**TEKS ARTIKEL:**
---------------

JAKARTA, Bisnistoday – Pemerintah terus berupaya mengoptimalkan penggunaan produk dalam negeri di sektor migas dengan melibatkan Badan Usaha Milik Negara (BUMN) dan kontraktor EPC (Engineering, Procurement, and Construction) dalam penerapan kewajiban Tingkat Komponen Dalam Negeri (TKDN). Hal ini sangat penting untuk mendorong pertumbuhan industri lokal dan memperkuat perekonomian domestik.
Namun, Ketua Himpunan Pengusaha Pipa, Tubular, dan Aksesoris (HIPPDA), Irvan Prasurya Widjaya, menekankan bahwa selain penerapan sanksi, perlu adanya sosialisasi ulang mengenai pentingnya penggunaan produk lokal dalam proyek hulu-hilir minyak dan gas bumi.
Irvan menjelaskan bahwa pihaknya sangat mendukung komitmen pemerintah untuk memberikan sanksi tegas kepada BUMN dan kontraktor EPC yang mengabaikan kewajiban TKDN. Salah satu contoh produk yang harusnya dipenuhi oleh industri dalam negeri adalah material pipa, flensa, fittings, dan valves, yang sudah memiliki kapasitas produksi di Indonesia. Meskipun demikian, dia mengingatkan bahwa sosialisasi dan pemahaman mendalam mengenai aturan dan konsekuensi bagi pelanggar harus dilakukan secara lebih intensif, terutama kepada pihak-pihak terkait, seperti kontraktor, KKKS (Kontraktor Kontrak Kerja Sama), dan BUMN.
“Pengabaian terhadap penggunaan produk dalam negeri dapat merugikan industri domestik, termasuk UMKM yang turut berperan dalam suplai bahan baku dan komponen. Jika proyek-proyek strategis migas masih mengutamakan produk impor, dampaknya akan sangat signifikan bagi kelangsungan industri lokal dan pengembangan ekonomi nasional,” ujar Irvan dalam keterangannya, Rabu (15/1/2025).
Oleh karena itu, Irvan berharap agar pemerintah tidak hanya mengandalkan sanksi, tetapi juga memberikan pemahaman yang lebih baik kepada pelaku usaha terkait pentingnya penggunaan produk dalam negeri.
Pemerintah, melalui Kementerian Energi dan Sumber Daya Mineral (ESDM), juga telah menegaskan sikapnya untuk menindak tegas perusahaan yang melanggar kewajiban TKDN. Sekretaris Jenderal Kementerian ESDM, Dadan Kusdiana, mengungkapkan bahwa regulasi yang ada, seperti Peraturan Menteri ESDM Nomor 15 Tahun 2013, mewajibkan penggunaan produk dalam negeri dalam kegiatan usaha hulu migas. Jika ditemukan pelanggaran, Ditjen Migas dan SKK Migas siap memberikan sanksi sesuai aturan yang berlaku.

---------------

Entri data
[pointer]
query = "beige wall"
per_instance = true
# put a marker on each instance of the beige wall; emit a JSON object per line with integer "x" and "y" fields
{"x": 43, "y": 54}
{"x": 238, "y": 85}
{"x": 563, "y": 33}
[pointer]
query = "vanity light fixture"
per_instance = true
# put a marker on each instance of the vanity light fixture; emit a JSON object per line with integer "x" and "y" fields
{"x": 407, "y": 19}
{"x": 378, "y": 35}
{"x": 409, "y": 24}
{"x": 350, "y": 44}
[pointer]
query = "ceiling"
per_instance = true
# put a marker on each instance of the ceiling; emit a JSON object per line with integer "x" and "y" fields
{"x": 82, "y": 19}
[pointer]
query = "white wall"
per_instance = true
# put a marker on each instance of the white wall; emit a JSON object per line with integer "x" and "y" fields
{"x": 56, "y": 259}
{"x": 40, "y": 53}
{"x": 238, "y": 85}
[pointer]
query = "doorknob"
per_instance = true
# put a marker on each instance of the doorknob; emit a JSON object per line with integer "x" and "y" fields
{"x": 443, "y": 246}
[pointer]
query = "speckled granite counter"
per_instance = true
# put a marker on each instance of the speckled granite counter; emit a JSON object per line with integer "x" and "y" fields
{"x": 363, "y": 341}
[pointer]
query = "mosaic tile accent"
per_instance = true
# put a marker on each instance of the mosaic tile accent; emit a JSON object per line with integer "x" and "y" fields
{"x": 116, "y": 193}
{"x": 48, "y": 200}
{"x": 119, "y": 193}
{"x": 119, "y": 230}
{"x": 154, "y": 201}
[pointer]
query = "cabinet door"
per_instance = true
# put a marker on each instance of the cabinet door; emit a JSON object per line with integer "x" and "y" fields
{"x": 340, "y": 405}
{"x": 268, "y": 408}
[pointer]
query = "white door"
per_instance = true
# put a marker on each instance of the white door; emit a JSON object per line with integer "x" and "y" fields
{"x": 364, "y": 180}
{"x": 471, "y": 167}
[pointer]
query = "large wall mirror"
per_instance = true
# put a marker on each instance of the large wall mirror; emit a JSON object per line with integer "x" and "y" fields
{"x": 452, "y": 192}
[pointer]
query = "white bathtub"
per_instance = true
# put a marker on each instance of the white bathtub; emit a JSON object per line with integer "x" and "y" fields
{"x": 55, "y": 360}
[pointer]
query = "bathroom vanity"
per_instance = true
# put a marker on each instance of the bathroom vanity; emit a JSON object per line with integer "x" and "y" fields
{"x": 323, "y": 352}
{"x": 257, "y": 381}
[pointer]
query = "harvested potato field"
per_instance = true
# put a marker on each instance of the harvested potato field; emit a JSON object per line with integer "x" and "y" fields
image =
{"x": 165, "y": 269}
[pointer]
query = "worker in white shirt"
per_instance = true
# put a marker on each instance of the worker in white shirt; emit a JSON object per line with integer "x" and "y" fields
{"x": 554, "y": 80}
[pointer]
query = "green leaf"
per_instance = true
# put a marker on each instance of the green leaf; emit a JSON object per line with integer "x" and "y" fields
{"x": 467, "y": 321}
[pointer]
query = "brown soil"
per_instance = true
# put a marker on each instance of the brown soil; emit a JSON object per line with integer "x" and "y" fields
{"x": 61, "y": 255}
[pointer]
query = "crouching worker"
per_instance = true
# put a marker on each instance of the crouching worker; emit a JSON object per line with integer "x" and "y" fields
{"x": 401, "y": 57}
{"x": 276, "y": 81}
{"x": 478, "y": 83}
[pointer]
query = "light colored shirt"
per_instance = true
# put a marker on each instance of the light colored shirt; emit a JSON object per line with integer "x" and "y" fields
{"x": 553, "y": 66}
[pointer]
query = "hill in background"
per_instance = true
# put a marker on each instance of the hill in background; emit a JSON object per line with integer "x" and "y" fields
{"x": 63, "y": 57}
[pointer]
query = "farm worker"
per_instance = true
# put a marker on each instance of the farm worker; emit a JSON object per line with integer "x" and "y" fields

---------------

**TUGAS YANG DIKERJAKAN:**
[1] Perbarui bagian artikel tentang TKDN migas, mulai dari kata-kata yang memuat "Irvan menjelaskan bahwa" dan berhenti setelah "Sama), dan BUMN.", dengan mengganti "flensa" menjadi "flange".
[2] Kumpulkan setiap baris daftar yang memuat kata "speckled"; huruf besar dan kecil dibedakan.
Artikel dan daftar ini tidak saling berkaitan.

**PENYELESAIAN SOAL:**
[1]
Irvan menjelaskan bahwa pihaknya sangat mendukung komitmen pemerintah untuk memberikan sanksi tegas kepada BUMN dan kontraktor EPC yang mengabaikan kewajiban TKDN. Salah satu contoh produk yang harusnya dipenuhi oleh industri dalam negeri adalah material pipa, flange, fittings, dan valves, yang sudah memiliki kapasitas produksi di Indonesia. Meskipun demikian, dia mengingatkan bahwa sosialisasi dan pemahaman mendalam mengenai aturan dan konsekuensi bagi pelanggar harus dilakukan secara lebih intensif, terutama kepada pihak-pihak terkait, seperti kontraktor, KKKS (Kontraktor Kontrak Kerja Sama), dan BUMN.

[2]
query = "speckled granite counter"
# put a marker on each instance of the speckled granite counter; emit a JSON object per line with integer "x" and "y" fields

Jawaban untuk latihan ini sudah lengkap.